TRECHO SELECIONADO:
Postado em 01/03/2013
Arnaldo Baptista não cruza longas distâncias entre música e outras formas de arte. Reconhecido dentro e fora do Brasil pelo trabalho nos Mutantes e em carreira solo, serve de inspiração para músicos das mais diversas vertentes, como o roqueiro Kurt Cobain (1967-1994), vocalista da banda Nirvana, e Sean Lennon, filho de John Lennon (1940-1980) – por sua vez, uma das referências musicais de Baptista.
Morando em local afastado da cidade de São Paulo, refugiou-se no campo, onde, além da música, dedica-se à pintura. Essa produção rendeu em 2012 uma exposição individual na Galeria paulistana Emma Thomas. A música também voltou à cena, com Sarau o Benedito?, série de shows realizados no Sesc, no ano passado, com passagens pelo Pompeia, Santos e Sorocaba em novembro e dezembro. No depoimento a seguir, Arnaldo Baptista conta como é viver nesse ritmo constante no qual equilibra criação musical e visual. “Não sei precisar como me descobri pintando, mas acho que foi o poder da comunicação que levou isso adiante, com o sentido de completar o lado sonoro por meio da arte gráfica”, diz. “É possível criar uma analogia com a escolha e a utilização dos instrumentos musicais, o que é muito interessante, pois tanto na música quanto nas artes plásticas eu me aventuro com coisas que são esquisitas ou pouco convencionais.” Acompanhe os principais trechos.

LINHAS DE DADOS:
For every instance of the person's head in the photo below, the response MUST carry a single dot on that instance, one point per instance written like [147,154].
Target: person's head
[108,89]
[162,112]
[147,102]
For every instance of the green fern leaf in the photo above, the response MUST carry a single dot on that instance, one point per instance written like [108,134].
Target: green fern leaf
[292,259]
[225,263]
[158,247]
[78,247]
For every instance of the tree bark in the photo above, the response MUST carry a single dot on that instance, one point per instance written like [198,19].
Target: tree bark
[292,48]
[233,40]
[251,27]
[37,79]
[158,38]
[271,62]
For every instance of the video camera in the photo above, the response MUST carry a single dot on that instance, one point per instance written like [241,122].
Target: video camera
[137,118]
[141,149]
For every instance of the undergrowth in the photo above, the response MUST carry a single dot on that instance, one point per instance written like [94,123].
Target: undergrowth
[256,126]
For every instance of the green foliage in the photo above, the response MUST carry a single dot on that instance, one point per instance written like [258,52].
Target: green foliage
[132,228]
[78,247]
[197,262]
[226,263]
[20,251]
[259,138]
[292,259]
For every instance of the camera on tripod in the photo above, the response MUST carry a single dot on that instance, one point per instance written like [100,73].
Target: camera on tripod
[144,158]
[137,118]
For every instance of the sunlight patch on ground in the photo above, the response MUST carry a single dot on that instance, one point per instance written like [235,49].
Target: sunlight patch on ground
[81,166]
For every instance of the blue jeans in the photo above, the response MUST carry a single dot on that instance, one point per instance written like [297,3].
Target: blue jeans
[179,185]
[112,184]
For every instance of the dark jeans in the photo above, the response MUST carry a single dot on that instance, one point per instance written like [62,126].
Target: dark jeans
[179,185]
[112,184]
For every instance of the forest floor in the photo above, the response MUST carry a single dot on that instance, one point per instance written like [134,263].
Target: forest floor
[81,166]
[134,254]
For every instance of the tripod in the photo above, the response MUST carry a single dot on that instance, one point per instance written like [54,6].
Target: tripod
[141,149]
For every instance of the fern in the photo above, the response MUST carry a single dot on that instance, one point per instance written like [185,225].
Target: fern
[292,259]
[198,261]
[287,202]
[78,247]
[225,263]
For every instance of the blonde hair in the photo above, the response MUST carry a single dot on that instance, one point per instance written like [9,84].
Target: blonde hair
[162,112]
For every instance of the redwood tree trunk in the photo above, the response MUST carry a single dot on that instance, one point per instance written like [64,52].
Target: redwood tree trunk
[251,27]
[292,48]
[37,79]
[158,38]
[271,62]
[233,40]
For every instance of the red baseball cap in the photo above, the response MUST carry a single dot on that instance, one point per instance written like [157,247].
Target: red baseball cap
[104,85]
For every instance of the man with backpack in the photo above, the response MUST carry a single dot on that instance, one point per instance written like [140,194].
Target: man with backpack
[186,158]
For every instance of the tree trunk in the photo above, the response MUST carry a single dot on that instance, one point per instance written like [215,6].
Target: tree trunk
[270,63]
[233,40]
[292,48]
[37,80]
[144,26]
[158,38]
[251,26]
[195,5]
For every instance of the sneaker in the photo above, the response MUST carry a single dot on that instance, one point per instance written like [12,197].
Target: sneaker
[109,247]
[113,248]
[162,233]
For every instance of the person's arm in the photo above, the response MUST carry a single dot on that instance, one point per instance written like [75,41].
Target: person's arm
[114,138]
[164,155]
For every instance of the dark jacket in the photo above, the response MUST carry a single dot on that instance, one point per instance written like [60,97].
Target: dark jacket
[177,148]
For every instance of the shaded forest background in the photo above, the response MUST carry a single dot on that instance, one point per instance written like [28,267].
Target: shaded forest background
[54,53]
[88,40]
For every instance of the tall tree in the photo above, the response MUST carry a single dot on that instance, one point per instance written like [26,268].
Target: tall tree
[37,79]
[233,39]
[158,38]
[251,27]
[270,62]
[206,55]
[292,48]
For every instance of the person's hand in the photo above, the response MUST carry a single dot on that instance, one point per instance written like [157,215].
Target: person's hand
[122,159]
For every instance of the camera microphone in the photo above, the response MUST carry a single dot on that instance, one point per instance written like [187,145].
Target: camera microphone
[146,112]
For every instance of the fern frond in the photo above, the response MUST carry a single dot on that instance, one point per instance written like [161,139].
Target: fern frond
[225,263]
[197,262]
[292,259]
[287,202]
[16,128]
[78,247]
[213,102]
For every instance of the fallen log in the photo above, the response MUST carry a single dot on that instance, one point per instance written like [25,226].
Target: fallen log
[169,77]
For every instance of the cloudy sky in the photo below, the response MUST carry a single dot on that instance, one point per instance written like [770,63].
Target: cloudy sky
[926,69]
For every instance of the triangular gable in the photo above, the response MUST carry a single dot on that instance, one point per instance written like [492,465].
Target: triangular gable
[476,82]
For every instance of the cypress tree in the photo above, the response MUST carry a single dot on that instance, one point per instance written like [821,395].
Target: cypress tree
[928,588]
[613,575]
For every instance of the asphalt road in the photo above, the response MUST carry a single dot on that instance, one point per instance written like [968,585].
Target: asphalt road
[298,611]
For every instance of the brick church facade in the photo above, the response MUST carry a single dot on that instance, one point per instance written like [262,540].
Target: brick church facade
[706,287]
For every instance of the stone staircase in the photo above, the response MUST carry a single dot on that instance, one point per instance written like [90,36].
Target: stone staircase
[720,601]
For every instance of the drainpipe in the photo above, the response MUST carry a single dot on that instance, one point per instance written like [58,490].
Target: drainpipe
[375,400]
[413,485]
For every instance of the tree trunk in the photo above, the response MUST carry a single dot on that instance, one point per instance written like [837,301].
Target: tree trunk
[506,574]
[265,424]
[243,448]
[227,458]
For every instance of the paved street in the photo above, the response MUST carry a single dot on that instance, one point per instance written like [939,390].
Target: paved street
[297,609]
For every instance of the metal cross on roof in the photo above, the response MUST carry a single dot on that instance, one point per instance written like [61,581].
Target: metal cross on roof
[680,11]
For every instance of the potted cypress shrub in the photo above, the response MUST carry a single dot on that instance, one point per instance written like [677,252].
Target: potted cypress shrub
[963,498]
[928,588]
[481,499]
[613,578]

EXERCÍCIOS PROPOSTOS:
• 1. Segundo o trecho sobre Arnaldo Baptista, em que galeria foi montada a exposição individual de 2012?
• 2. No trecho sobre Arnaldo Baptista, o que ele aponta como o motivo de ter levado a pintura adiante?
• 3. Escreva a continuação do trecho sobre Arnaldo Baptista a partir do ponto em que ele termina.

RESPOSTAS:
• 1. Na galeria paulistana Emma Thomas.

• 2. Ele acredita que foi o poder da comunicação, com o sentido de completar o lado sonoro do seu trabalho por meio da arte gráfica.

• 3.
Pensar e produzir arte
No piano, às vezes me deixo levar pelos improvisos, e aparece um lado meu Chopin [1810-1849, compositor para piano polonês radicado na França, que atuou na era romântica]. No outro dia, aparece um lado meu Oscar Peterson [1925-2007, pianista de jazz canadense]. E, às vezes, misturo os espíritos e fica uma entidade esquisita. Mas é importante a gente sentir o espírito, mesmo que não seja real.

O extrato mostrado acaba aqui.